Work item = All of the data is to be restated word for word.

Extracted information =
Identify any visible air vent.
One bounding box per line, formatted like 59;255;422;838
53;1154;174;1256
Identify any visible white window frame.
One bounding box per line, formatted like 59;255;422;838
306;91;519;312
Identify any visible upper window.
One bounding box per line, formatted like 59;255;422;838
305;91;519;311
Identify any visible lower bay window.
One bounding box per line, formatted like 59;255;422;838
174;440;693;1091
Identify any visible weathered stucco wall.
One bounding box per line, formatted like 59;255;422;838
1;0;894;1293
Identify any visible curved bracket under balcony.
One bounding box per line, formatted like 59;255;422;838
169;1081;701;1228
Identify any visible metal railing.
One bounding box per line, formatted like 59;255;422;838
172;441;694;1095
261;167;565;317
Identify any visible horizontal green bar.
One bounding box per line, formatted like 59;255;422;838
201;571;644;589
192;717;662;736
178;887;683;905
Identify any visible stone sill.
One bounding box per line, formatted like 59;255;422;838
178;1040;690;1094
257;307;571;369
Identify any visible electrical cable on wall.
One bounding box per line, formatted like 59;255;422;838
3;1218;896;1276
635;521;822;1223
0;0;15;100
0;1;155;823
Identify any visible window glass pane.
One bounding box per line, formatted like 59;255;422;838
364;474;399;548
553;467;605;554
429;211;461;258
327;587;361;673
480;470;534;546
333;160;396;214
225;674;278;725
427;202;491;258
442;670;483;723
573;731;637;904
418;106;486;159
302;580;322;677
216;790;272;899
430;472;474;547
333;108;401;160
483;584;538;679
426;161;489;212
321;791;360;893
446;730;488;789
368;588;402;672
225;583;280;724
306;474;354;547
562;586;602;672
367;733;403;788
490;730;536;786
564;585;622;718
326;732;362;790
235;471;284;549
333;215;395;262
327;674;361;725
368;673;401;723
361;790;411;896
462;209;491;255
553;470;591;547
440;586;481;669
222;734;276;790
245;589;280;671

Answer area =
Identify any visible air vent.
One bounding box per line, formatted like 59;255;422;838
53;1154;174;1256
Identify any visible white window frame.
One bounding box per line, formatted like 59;255;422;838
306;91;519;312
Identify any visible upper window.
One bounding box per line, formatted like 59;255;422;838
305;91;519;311
Identify any visible lower bay window.
One bounding box per line, formatted like 59;255;422;838
174;440;693;1091
Identify any visible weathered stucco wall.
One bounding box per line, formatted like 59;255;422;838
1;0;894;1293
Identify any visible curved bracket under balcony.
One bounding box per line, formatted like 59;255;422;838
169;1081;701;1228
Identify any visible metal railing.
One bounding box per line, formatted like 59;255;422;838
172;441;694;1095
261;167;565;317
Identify any visible horizontal green bar.
One bounding box per line, formatted like 59;255;422;838
201;571;644;589
192;717;662;736
178;887;683;905
Identify any visible stone sill.
One bounding box per line, formatted like 59;255;422;838
178;1040;690;1094
257;307;571;369
Identify any visible electrical cable on wall.
One bounding box per line, formatted like 59;255;422;838
3;1218;896;1276
635;521;822;1223
0;0;15;100
0;1;155;823
Identify any visible window glass pane.
One bounding box per line, formatted like 59;255;422;838
364;474;399;548
553;467;605;554
429;211;461;258
327;587;361;673
480;470;534;546
333;160;396;214
225;674;278;725
427;202;491;258
442;670;483;723
573;731;637;904
418;106;486;159
302;580;322;677
216;790;272;899
430;472;474;547
333;108;401;160
483;584;538;679
426;161;489;212
321;791;360;893
446;730;488;789
368;588;402;672
225;583;280;724
306;474;354;547
562;586;602;672
367;733;403;788
490;730;536;786
564;585;622;718
326;732;362;790
235;471;284;549
333;215;395;262
327;674;361;725
368;673;401;723
361;790;411;896
462;209;491;255
553;470;591;547
440;586;481;669
222;734;276;790
245;589;280;671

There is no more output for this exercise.